[WHAT YOU WILL DO]
Pull out every line of the records below that contains the word "white", and copy each of those lines in full.

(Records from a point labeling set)
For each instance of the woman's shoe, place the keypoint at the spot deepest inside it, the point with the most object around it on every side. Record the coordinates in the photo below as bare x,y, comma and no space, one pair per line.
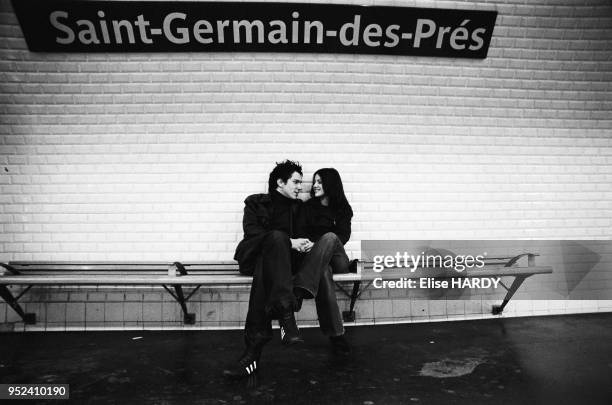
290,334
246,365
340,345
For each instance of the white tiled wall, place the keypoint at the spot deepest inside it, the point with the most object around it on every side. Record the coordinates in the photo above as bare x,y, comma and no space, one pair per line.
149,156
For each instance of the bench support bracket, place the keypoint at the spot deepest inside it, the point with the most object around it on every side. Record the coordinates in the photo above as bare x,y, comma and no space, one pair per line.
349,316
188,317
518,281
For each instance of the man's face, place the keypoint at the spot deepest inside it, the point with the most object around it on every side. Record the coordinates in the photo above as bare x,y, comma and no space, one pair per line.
292,187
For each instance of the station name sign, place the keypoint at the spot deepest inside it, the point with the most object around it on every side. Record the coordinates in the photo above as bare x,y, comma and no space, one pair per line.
171,26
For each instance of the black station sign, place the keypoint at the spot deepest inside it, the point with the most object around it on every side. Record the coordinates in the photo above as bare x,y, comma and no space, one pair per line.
177,26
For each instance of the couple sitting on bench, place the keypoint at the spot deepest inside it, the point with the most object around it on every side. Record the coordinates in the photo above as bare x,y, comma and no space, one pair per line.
291,249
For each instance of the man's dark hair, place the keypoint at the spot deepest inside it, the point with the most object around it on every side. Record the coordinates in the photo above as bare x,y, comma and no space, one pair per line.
332,186
283,171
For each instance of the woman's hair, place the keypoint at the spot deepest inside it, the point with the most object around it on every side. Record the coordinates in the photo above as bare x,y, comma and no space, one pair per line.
332,186
283,170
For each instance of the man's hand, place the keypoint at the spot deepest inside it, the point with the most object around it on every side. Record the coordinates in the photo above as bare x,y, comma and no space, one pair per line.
301,244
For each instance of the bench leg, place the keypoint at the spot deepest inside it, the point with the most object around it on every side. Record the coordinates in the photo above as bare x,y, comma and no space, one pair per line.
518,280
349,316
28,318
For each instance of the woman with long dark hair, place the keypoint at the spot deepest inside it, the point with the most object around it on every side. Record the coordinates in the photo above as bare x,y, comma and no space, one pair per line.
327,225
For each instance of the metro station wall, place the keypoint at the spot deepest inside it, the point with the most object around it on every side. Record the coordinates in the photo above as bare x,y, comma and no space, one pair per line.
149,156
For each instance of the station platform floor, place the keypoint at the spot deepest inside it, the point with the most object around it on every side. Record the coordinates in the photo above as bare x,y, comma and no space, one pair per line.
536,360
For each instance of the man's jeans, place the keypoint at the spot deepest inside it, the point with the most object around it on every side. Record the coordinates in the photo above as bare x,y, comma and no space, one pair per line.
273,283
272,287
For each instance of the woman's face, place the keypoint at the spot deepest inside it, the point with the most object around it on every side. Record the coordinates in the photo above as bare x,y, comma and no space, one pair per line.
317,186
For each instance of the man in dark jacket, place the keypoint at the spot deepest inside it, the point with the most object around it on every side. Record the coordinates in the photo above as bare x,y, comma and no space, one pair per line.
268,252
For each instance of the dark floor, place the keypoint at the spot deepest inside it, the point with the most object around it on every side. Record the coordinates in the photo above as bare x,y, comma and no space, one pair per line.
551,360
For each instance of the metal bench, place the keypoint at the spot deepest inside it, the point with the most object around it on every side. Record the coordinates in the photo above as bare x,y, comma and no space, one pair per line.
493,267
191,275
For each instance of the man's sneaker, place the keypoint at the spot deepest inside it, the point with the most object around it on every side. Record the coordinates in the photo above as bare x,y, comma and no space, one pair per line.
245,366
290,334
340,345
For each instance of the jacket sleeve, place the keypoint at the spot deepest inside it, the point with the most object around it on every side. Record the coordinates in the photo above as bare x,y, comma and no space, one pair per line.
251,224
343,225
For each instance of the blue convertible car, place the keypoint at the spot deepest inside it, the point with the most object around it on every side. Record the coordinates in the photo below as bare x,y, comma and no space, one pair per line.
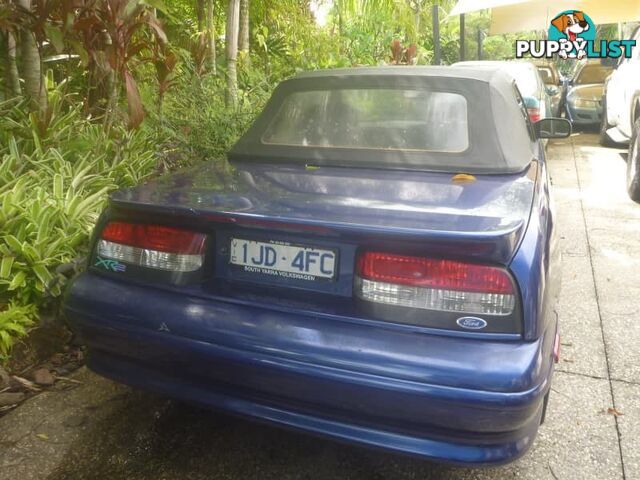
378,266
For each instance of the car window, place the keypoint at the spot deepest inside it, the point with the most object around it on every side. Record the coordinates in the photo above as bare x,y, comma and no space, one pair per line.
547,75
523,111
526,78
592,74
387,119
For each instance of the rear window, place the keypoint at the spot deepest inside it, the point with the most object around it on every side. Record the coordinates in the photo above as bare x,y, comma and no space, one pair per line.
592,74
381,119
547,75
525,78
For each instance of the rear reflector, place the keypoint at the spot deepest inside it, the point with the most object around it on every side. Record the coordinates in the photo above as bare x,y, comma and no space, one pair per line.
434,284
153,246
534,114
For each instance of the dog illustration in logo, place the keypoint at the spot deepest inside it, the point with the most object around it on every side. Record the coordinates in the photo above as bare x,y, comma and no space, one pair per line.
571,24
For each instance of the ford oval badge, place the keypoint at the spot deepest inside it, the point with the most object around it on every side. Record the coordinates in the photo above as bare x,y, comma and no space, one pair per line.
471,323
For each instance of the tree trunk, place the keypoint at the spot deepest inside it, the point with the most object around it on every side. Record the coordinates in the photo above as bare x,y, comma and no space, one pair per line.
243,38
12,78
211,38
31,66
231,39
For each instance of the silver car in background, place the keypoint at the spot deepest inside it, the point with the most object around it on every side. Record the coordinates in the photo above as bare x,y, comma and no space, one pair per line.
584,98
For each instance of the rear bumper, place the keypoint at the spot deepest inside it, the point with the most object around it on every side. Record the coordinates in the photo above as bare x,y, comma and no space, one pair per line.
584,116
404,404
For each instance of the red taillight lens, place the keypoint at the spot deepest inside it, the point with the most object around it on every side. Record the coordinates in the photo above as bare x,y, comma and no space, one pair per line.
150,246
434,284
433,273
155,237
534,114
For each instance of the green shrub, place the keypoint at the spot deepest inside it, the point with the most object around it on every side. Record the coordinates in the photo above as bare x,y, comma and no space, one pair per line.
54,180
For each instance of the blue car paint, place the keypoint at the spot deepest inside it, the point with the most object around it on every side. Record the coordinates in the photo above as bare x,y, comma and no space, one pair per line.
313,363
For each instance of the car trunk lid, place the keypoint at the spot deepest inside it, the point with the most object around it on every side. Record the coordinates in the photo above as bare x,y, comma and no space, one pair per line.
478,217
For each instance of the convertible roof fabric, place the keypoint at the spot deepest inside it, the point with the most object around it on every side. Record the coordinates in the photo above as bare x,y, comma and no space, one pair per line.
499,140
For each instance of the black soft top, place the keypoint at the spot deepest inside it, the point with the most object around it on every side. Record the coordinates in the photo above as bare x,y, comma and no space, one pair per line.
499,140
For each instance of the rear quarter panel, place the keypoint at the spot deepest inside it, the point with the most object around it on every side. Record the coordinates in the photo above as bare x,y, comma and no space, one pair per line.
536,264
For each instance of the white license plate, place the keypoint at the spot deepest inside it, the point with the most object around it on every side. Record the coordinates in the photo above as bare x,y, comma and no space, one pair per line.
283,259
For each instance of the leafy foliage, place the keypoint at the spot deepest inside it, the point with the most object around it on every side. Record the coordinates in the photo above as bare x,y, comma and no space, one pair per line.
54,180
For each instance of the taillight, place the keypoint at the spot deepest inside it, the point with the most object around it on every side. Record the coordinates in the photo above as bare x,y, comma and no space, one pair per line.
434,284
534,114
152,246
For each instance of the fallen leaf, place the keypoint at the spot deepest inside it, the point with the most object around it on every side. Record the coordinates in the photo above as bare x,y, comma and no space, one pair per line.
43,377
26,383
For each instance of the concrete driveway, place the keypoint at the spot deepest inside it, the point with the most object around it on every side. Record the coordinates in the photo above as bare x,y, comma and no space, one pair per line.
96,429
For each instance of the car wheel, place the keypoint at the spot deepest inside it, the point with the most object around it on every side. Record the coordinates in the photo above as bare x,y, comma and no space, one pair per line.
633,164
605,140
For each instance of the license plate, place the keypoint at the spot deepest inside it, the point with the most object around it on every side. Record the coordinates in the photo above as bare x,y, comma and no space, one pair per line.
283,259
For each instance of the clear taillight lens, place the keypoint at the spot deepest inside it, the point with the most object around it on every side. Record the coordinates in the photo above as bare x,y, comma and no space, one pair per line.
434,284
152,246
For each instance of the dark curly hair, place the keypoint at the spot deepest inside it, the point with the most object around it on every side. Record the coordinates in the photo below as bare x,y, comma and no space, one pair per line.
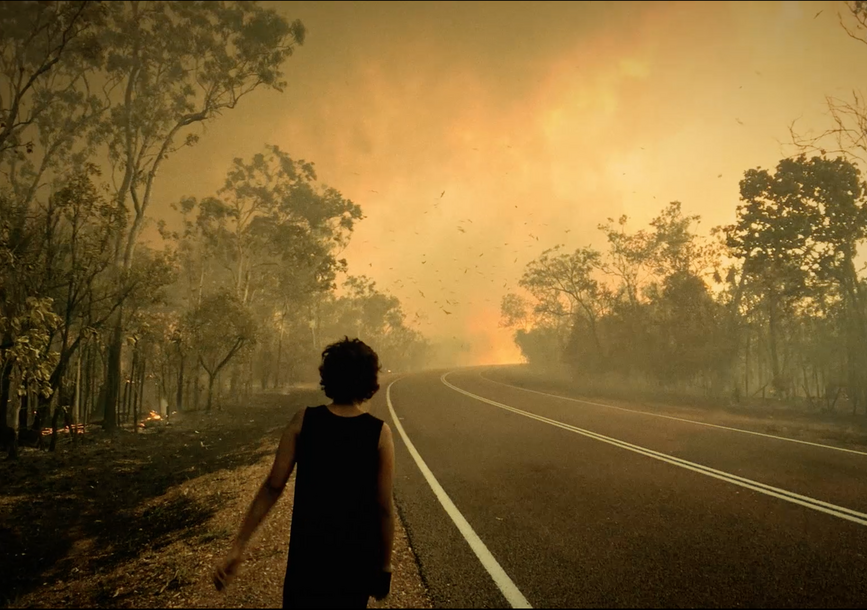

[ANSWER BELOW]
For each instance of the white tiled wall, place the keypoint at the spot deepest inside it, the point with the most object around it on every side. Record the coordinates in the photo above as bare x,y, comma and no space, one pair per line.
For each instance of the white license plate, place the keypoint at the spot deepest inside it, the point with the most object around it on every side. Record the coordinates in the photo above as bare x,y, comma and no space, one pair per line.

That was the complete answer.